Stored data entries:
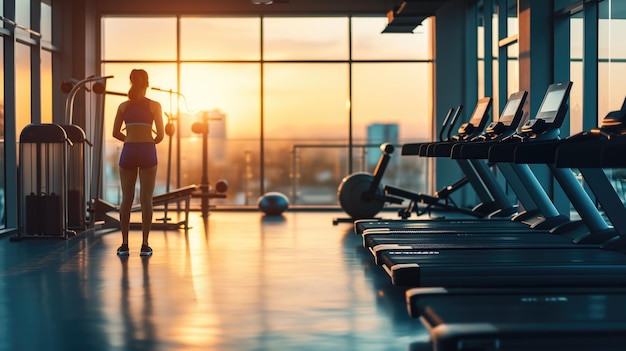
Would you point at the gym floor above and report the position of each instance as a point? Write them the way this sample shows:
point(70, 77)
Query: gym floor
point(234, 281)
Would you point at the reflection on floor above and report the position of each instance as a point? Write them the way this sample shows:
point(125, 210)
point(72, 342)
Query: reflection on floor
point(235, 281)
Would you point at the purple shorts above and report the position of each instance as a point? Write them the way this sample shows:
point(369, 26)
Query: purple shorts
point(138, 155)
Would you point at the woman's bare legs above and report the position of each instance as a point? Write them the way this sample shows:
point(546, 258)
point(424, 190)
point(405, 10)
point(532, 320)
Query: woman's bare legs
point(128, 178)
point(147, 180)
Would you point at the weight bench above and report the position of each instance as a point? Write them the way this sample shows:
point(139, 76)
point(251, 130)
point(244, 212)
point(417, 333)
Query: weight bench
point(174, 196)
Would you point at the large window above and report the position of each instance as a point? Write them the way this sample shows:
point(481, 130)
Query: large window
point(284, 99)
point(612, 56)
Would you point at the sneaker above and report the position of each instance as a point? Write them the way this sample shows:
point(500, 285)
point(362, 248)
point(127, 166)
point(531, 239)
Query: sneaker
point(123, 250)
point(145, 250)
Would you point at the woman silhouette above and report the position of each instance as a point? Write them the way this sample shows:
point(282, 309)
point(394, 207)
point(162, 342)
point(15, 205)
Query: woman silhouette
point(138, 156)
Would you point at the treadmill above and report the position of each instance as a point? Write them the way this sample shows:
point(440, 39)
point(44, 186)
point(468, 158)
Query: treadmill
point(505, 126)
point(576, 265)
point(427, 235)
point(525, 186)
point(492, 200)
point(538, 319)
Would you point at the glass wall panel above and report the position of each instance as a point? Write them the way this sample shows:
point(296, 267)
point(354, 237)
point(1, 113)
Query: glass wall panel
point(2, 160)
point(305, 38)
point(22, 87)
point(213, 38)
point(369, 44)
point(46, 21)
point(576, 74)
point(312, 109)
point(22, 13)
point(512, 22)
point(301, 110)
point(512, 68)
point(612, 56)
point(229, 96)
point(149, 39)
point(392, 102)
point(46, 86)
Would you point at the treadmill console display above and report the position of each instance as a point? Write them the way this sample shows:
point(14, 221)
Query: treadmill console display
point(481, 109)
point(554, 105)
point(479, 118)
point(511, 114)
point(510, 110)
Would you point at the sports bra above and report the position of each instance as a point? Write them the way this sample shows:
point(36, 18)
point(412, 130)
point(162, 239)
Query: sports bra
point(138, 113)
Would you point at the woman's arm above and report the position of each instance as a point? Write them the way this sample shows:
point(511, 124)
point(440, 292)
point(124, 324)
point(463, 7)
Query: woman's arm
point(117, 125)
point(158, 122)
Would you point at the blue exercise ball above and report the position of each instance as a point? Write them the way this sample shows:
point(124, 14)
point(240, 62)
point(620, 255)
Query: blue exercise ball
point(273, 203)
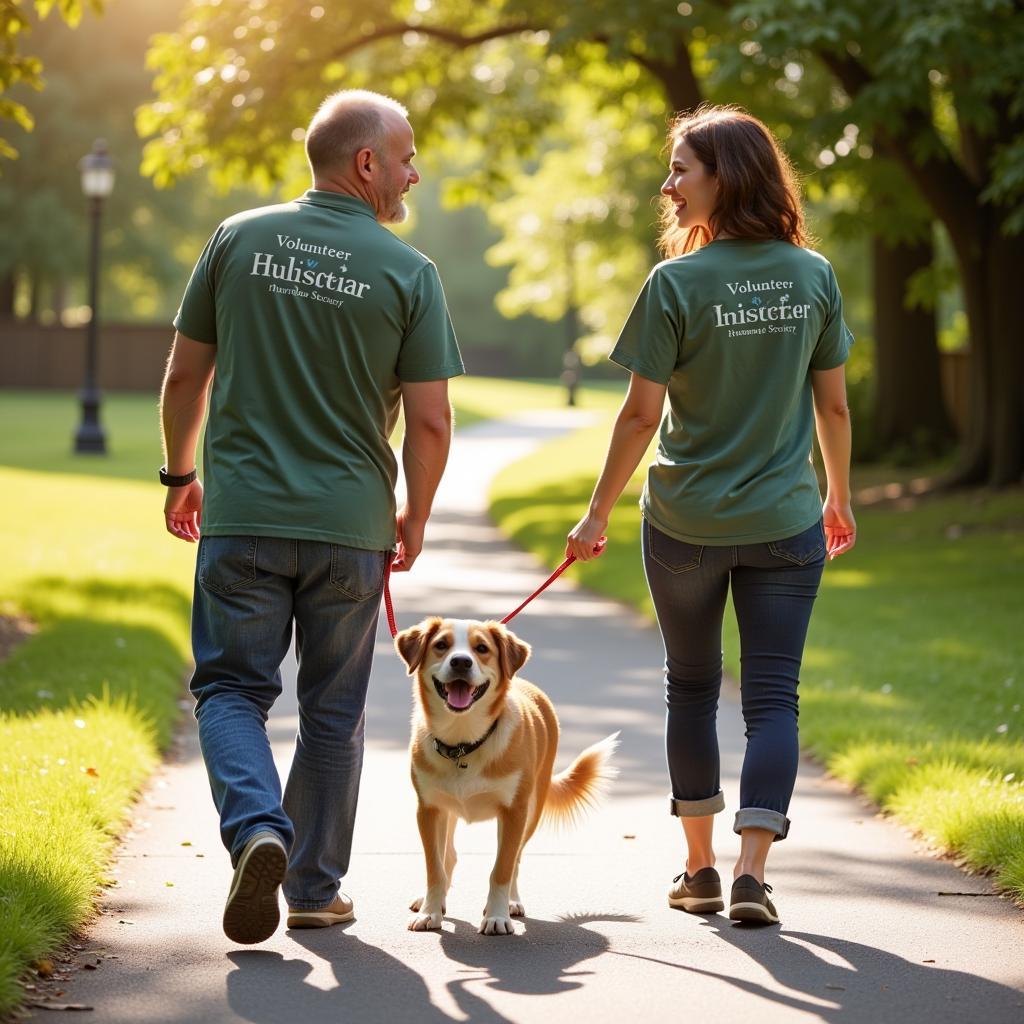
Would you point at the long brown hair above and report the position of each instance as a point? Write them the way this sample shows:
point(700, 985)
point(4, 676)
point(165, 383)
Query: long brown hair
point(759, 194)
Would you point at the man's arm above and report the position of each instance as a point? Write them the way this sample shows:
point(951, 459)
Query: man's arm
point(424, 455)
point(832, 417)
point(182, 406)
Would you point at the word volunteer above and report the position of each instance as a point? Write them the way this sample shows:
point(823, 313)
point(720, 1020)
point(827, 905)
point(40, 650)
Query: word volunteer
point(760, 313)
point(264, 265)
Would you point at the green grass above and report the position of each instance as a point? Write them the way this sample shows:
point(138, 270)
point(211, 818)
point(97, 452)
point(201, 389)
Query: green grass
point(89, 700)
point(911, 687)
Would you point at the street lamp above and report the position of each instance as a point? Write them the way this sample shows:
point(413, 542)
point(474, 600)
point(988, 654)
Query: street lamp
point(97, 182)
point(569, 377)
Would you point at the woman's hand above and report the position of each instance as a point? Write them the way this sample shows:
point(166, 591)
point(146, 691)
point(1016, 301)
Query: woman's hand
point(183, 511)
point(584, 540)
point(841, 527)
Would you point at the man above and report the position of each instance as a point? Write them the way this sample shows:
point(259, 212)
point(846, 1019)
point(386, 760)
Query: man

- [Assignment]: Would you write out an exact copy of the entries above, with no images?

- [Written answer]:
Would you point at the gym floor above and report the position of each instance as a point? Write them the way this sample shows:
point(70, 77)
Query: gym floor
point(234, 281)
Would you point at the reflection on floor above and report the position of each instance as a point? Write them the way this sample shows:
point(125, 210)
point(72, 342)
Query: reflection on floor
point(235, 281)
Would you point at the purple shorts above and report the position of each instance as a point? Write them the way this sample shows:
point(369, 26)
Query: purple shorts
point(138, 155)
Would you point at the woman's bare legs above and report the position of each instance as a point? Write them the way this sample shows:
point(546, 258)
point(424, 190)
point(405, 10)
point(532, 320)
Query: woman's bare legs
point(128, 178)
point(147, 180)
Would you point at the weight bench above and report the position of each instance as a point? Write them the way this sample shows:
point(139, 76)
point(251, 130)
point(244, 212)
point(417, 333)
Query: weight bench
point(174, 196)
Would you point at the large window above and report the position of each instance as a point? Write them the way this sample shows:
point(481, 130)
Query: large window
point(284, 99)
point(612, 56)
Would you point at the sneaker above and report the position of each instance as a point? Write them the way this sample shows:
point(500, 285)
point(362, 248)
point(127, 166)
point(531, 239)
Query: sneaker
point(123, 250)
point(145, 250)
Would you point at the woman silhouette above and report the position of each instance as a point? Write them the way this sample shows:
point(282, 309)
point(394, 207)
point(162, 342)
point(15, 205)
Query: woman silhouette
point(138, 156)
Would you point at the treadmill above and report the position of each instance as a point? Write them the way this sample shows:
point(440, 39)
point(44, 186)
point(468, 158)
Query: treadmill
point(505, 126)
point(576, 265)
point(427, 235)
point(525, 186)
point(492, 200)
point(538, 319)
Would you point at the glass wall panel above and report the position of each instance as a point? Write them the way this sample shows:
point(296, 267)
point(354, 237)
point(1, 113)
Query: glass wall panel
point(2, 160)
point(305, 38)
point(22, 87)
point(213, 38)
point(369, 44)
point(46, 21)
point(576, 74)
point(312, 109)
point(22, 13)
point(512, 22)
point(301, 110)
point(512, 68)
point(612, 56)
point(229, 96)
point(149, 39)
point(392, 102)
point(46, 86)
Would you point at the treadmill console display above and report the position of each instance as a point? Write them the way this sample shows:
point(14, 221)
Query: treadmill console display
point(481, 109)
point(554, 105)
point(479, 118)
point(511, 114)
point(510, 110)
Would you point at the sports bra above and report the position of each instance as a point? Write them the way this sample shows:
point(36, 18)
point(412, 130)
point(162, 239)
Query: sports bra
point(138, 113)
Would you point at the woman's arm above and report the position of each instance as a point? Write them the way this sample shows:
point(511, 124)
point(440, 292)
point(124, 324)
point(463, 7)
Query: woman's arm
point(117, 125)
point(158, 122)
Would you point at the blue exercise ball above and report the position of each instance as a point? Write them the way this sample shows:
point(124, 14)
point(240, 62)
point(620, 255)
Query: blue exercise ball
point(273, 203)
Would you point at the long brown hair above and report the position of each instance as a point? Write them the way this sample shows:
point(700, 985)
point(4, 676)
point(165, 383)
Query: long brown hair
point(759, 194)
Would you point at the man's arm above and report the position of each instance as a point? Write them the way this sample shows:
point(951, 459)
Query: man's arm
point(424, 455)
point(832, 417)
point(182, 406)
Would you point at the word volunteer above and report the position of each instance as a point? Write them the way this sample shows:
point(823, 313)
point(720, 1020)
point(827, 905)
point(40, 650)
Query: word volunteer
point(760, 313)
point(264, 265)
Would you point at the green grass above and report the position of each instance as a point? Write them the way this sample shows:
point(138, 270)
point(211, 818)
point(97, 452)
point(201, 389)
Query: green grass
point(89, 700)
point(911, 687)
Would you point at the street lamp above and report the position of each instance as a point? Write them the way this sample shows:
point(413, 542)
point(474, 600)
point(988, 654)
Query: street lamp
point(97, 182)
point(569, 377)
Would you point at the woman's hand above and report the position of each instance as a point? Write them the way this sample shows:
point(166, 591)
point(146, 691)
point(1016, 301)
Query: woman's hand
point(183, 511)
point(584, 540)
point(841, 527)
Would you point at the man above and report the position of each instance as a point? Write them the way this sample shows:
point(259, 212)
point(846, 1019)
point(386, 760)
Query: man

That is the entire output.